7 Haziran milletvekili genel seçimlerinden sonraydı… Tepebaşı Belediye Başkanı Ahmet Ataç, katıldığı bir TV programında kendisine yöneltilen soruları yanıtladı.

“Yerel seçimler ve adaylık” konusunda yöneltilen bir soruya karşılık olarak da dedi ki

“…Bugüne kadar Hocamın önünden hiç geçmedim. Bundan sonra da geçmem söz konusu olamaz. Eğer Hocam aday olmaz ise Büyükşehir Belediye Başkanlığı için aday olmak isterim…”

“Soruya yanıt” olarak söyledikleri böyle…

“İlk kez söylenmiş” değiller… Daha önce de değişik zeminlerde defalarca söylendiler.

Yadırganacak bir yanları var mı?

Yok.

Kamuoyunda yadırganmadılar da zaten…

“Son derece doğal” karşılandılar.

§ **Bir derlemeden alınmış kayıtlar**
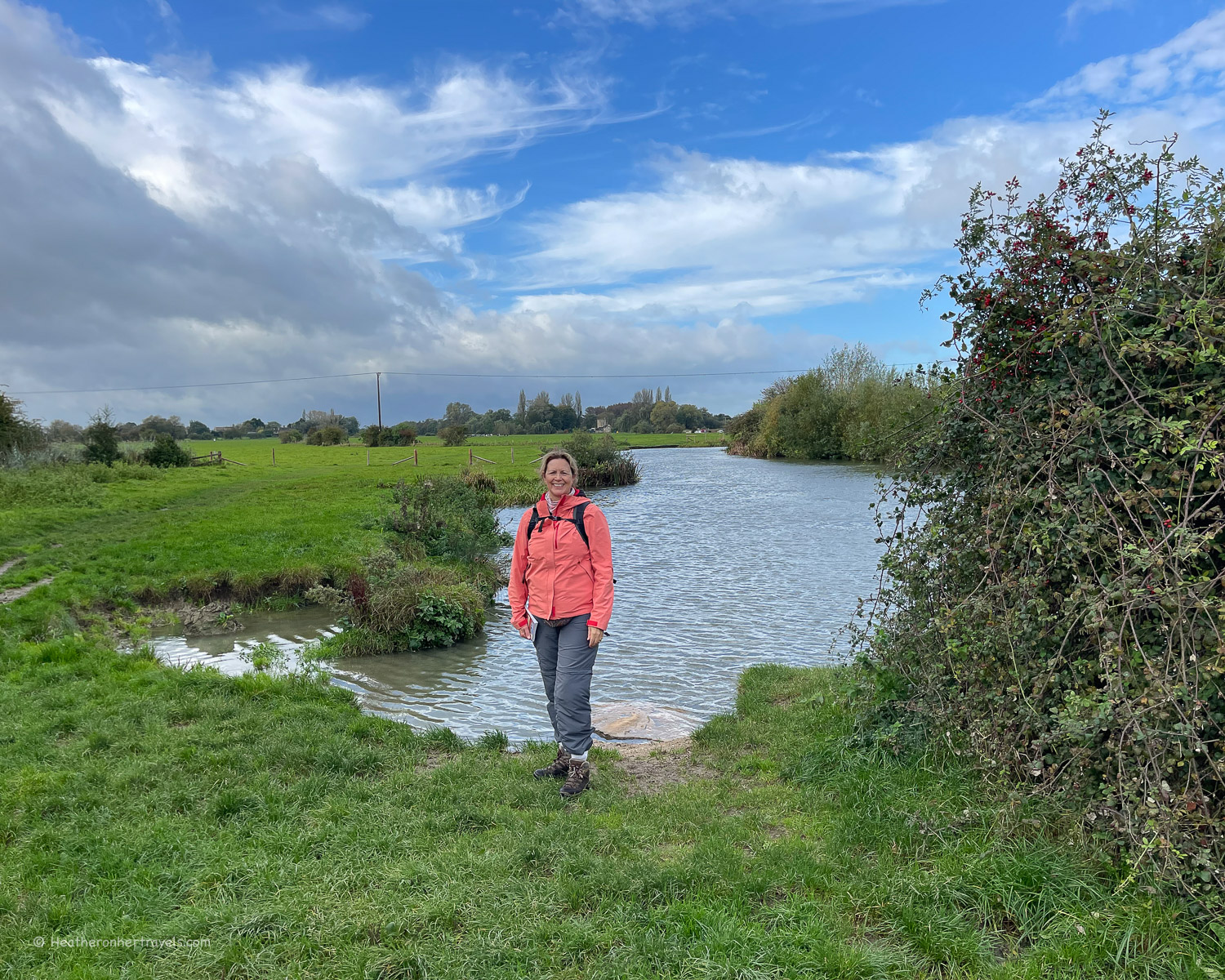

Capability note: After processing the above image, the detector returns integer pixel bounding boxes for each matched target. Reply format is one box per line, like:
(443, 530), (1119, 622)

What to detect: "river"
(157, 448), (881, 740)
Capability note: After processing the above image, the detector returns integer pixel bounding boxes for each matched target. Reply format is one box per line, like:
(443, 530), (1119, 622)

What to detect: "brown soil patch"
(607, 737), (719, 796)
(0, 573), (56, 604)
(158, 602), (243, 636)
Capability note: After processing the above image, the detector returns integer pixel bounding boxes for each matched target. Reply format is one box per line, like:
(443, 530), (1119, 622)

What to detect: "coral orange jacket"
(510, 494), (612, 630)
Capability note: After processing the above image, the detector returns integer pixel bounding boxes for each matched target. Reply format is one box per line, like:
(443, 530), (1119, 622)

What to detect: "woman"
(510, 450), (612, 796)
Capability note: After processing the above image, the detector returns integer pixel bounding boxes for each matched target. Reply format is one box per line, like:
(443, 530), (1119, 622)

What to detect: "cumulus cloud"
(0, 2), (652, 418)
(0, 0), (1225, 421)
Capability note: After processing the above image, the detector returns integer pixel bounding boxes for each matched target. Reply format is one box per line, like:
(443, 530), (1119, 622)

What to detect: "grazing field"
(0, 438), (1225, 980)
(0, 434), (719, 630)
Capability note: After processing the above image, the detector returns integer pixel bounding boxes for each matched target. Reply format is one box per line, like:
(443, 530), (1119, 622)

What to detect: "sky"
(0, 0), (1225, 425)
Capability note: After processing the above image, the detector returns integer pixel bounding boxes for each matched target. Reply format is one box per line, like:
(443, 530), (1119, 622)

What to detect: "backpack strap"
(528, 500), (592, 551)
(570, 500), (592, 551)
(528, 507), (544, 541)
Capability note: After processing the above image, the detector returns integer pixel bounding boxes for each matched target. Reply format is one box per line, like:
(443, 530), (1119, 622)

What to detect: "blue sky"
(0, 0), (1225, 424)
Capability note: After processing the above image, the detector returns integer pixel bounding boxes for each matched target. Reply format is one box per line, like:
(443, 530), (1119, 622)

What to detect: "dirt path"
(600, 737), (719, 796)
(0, 578), (56, 605)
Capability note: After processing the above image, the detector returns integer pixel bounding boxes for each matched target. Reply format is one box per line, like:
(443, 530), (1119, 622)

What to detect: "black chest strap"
(528, 500), (592, 551)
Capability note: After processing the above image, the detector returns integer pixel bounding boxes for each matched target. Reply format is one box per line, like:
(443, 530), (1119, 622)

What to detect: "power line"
(9, 360), (941, 396)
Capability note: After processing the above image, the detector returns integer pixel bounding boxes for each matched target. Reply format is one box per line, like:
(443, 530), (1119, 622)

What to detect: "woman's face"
(544, 460), (575, 497)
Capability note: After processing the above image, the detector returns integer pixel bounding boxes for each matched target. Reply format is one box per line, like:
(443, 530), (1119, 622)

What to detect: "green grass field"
(0, 438), (1225, 980)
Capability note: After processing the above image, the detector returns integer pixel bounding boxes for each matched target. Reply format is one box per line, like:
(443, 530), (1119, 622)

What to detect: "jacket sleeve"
(583, 505), (612, 630)
(507, 511), (532, 626)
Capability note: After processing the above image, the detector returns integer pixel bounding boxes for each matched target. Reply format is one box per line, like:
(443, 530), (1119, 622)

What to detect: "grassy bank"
(0, 436), (718, 637)
(0, 443), (1222, 980)
(0, 637), (1219, 978)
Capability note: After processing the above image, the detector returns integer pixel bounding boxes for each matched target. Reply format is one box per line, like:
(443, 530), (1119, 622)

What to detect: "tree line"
(412, 387), (732, 436)
(727, 345), (948, 462)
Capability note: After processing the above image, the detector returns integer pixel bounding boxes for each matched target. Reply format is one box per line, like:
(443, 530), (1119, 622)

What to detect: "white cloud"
(519, 12), (1225, 318)
(1036, 10), (1225, 109)
(42, 58), (604, 238)
(0, 0), (1225, 421)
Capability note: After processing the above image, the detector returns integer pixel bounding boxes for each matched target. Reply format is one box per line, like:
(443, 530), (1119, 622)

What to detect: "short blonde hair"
(541, 450), (578, 487)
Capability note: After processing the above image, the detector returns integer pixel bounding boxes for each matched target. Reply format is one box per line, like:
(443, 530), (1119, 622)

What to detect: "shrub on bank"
(141, 433), (191, 470)
(0, 392), (47, 463)
(727, 345), (940, 461)
(561, 430), (642, 488)
(308, 472), (511, 654)
(306, 425), (350, 446)
(306, 553), (497, 656)
(872, 117), (1225, 911)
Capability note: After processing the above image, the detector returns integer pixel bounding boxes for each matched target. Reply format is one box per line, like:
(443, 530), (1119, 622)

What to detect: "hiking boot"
(561, 760), (592, 796)
(532, 745), (570, 779)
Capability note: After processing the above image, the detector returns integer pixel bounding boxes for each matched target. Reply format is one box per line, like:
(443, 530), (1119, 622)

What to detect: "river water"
(156, 448), (881, 740)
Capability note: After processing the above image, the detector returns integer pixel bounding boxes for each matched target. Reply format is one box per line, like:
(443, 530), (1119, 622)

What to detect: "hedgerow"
(870, 113), (1225, 911)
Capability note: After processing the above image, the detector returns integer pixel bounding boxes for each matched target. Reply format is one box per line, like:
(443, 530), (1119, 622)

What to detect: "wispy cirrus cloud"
(1063, 0), (1131, 26)
(560, 0), (943, 29)
(260, 4), (370, 31)
(517, 11), (1225, 320)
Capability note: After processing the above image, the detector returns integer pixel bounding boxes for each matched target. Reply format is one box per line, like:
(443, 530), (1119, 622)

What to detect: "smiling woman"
(510, 450), (612, 796)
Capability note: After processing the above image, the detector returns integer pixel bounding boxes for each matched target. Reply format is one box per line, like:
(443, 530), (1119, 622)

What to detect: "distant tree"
(676, 404), (705, 429)
(0, 392), (46, 460)
(651, 401), (676, 433)
(47, 419), (85, 443)
(306, 425), (350, 446)
(85, 406), (119, 467)
(523, 391), (554, 435)
(140, 416), (188, 439)
(141, 433), (191, 470)
(392, 424), (419, 446)
(439, 425), (468, 446)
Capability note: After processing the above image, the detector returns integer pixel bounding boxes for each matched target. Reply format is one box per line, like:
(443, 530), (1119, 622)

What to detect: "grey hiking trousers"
(536, 617), (599, 755)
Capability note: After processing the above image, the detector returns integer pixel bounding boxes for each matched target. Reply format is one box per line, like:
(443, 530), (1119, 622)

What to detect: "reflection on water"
(158, 450), (881, 739)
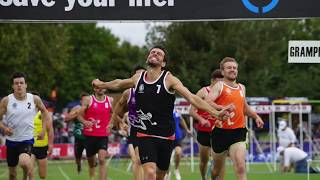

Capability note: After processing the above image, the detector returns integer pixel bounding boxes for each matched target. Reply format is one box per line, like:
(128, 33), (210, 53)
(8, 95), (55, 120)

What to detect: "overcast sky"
(98, 22), (147, 46)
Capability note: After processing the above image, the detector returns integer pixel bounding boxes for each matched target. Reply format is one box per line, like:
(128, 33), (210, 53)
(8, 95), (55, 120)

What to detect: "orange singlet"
(215, 82), (246, 129)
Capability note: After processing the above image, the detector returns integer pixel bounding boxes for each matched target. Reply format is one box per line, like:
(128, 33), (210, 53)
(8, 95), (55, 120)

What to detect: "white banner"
(288, 40), (320, 63)
(251, 104), (312, 114)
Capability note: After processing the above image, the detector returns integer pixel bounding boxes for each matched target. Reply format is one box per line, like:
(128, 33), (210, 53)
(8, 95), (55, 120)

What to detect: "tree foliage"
(148, 19), (320, 98)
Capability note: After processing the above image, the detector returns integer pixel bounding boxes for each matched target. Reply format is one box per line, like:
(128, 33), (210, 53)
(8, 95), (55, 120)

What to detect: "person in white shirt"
(277, 146), (308, 173)
(278, 120), (297, 147)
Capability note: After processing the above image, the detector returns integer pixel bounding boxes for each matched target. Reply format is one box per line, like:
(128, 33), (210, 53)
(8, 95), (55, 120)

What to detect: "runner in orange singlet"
(206, 57), (264, 180)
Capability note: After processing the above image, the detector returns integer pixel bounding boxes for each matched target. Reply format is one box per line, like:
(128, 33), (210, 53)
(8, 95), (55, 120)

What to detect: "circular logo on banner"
(242, 0), (279, 14)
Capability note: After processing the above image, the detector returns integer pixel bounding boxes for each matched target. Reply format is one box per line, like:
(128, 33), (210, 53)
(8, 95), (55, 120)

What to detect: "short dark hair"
(220, 57), (238, 70)
(149, 45), (169, 63)
(11, 72), (27, 82)
(80, 92), (90, 99)
(30, 91), (40, 97)
(132, 65), (146, 74)
(211, 69), (223, 79)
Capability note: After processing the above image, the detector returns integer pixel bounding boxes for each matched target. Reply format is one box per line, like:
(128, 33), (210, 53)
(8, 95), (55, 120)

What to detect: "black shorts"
(85, 136), (108, 157)
(138, 137), (173, 171)
(31, 146), (48, 159)
(7, 144), (33, 167)
(211, 127), (247, 153)
(74, 138), (86, 159)
(197, 131), (211, 147)
(173, 139), (182, 148)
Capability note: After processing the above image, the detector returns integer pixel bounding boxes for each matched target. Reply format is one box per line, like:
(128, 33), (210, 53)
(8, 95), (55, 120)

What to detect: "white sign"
(250, 104), (312, 114)
(288, 40), (320, 63)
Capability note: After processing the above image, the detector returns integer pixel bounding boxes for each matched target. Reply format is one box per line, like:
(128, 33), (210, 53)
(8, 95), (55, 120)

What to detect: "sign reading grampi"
(0, 0), (320, 21)
(288, 41), (320, 63)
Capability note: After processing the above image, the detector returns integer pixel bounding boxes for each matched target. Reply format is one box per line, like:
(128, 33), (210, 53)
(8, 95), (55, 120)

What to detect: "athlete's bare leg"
(38, 158), (48, 179)
(98, 149), (107, 180)
(229, 142), (247, 180)
(211, 151), (227, 180)
(142, 162), (157, 180)
(9, 166), (17, 180)
(199, 144), (211, 180)
(19, 153), (31, 180)
(128, 144), (143, 180)
(28, 154), (36, 180)
(88, 155), (96, 180)
(156, 168), (168, 180)
(174, 146), (182, 180)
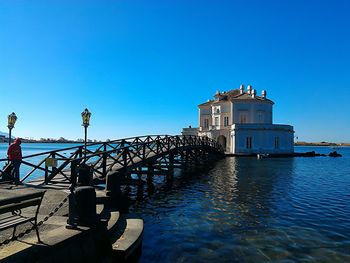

§ **Görevler ve alıştırmalar**
1. Ahmet Ataç'ın adaylığını konu alan yazıya göre Ataç, hangi koşulda Büyükşehir Belediye Başkanlığı için aday olmak istediğini belirtiyor?
2. Ahmet Ataç'ın adaylığını konu alan yazıya göre aşağıdaki ifadelerin her biri doğru mu? Her biri için evet ya da hayır yazın ve yazıdaki belirleyici sözleri aynen aktarın.
(a) Ataç bu sözleri ilk kez söylemiştir.
(b) Sözler kamuoyunda yadırganmıştır.
(c) Program, 7 Haziran milletvekili genel seçimlerinden sonra yapılmıştır.
3. Ahmet Ataç'ın adaylığını konu alan yazıyı, son cümlesinin ardından sürdürün.

§ **Cevap anahtarı**
1. Hocası aday olmazsa Büyükşehir Belediye Başkanlığı için aday olmak istiyor.

2.
(a) Hayır: "“İlk kez söylenmiş” değiller…"
(b) Hayır: "Kamuoyunda yadırganmadılar da zaten…"
(c) Evet: "7 Haziran milletvekili genel seçimlerinden sonraydı…"

3.
Büyükşehir Belediye Başkanı açısından da yadırganacak, “alınganlık yaratabilecek” bir yanları yok.

Daha önce söylendiklerinde yadırganmamışlardı da…

Son söylendiklerinde sergilenen tavır geçmiştekilerden çok farklı…

“Gölgede kalma rahatsızlığı” nedeniyle olsa gerek ki yadırgandılar… Dahası tepki ile karşılandılar.

Tepkiler, “sohbet ortamları” ile sınırlı kalmadı. Kamuoyuna da yansıtıldı.

“…Erken öten horozu keserler” ve benzeri türden sözler unutulmuş değil…

Neyse…

O sözlerin söylenişinin üzerinden yaklaşık iki yıl geçti.

Buna karşın hala gündeme geliyorlar.

Son olarak bir TV programında yine gündeme geldiler.

Büyükşehir Belediye Başkanı’nın yaklaşımında en küçük bir değişiklik yok.

Programda “Ahmet Ataç ‘Hoca yoksa ben adayım’ dedikten sonra ortalık karıştı” denilince “yok öyle bir şey” diyerek kestirip atmıyor.

Başlıyor konuşmaya…

“Ben bir şey dedim mi? Bir cevap verdim mi?”

Sahi o “Erken öten horozu keserler” ve benzeri türden sözleri kim söylemişti ki?

Neyse…

Devam ediyor.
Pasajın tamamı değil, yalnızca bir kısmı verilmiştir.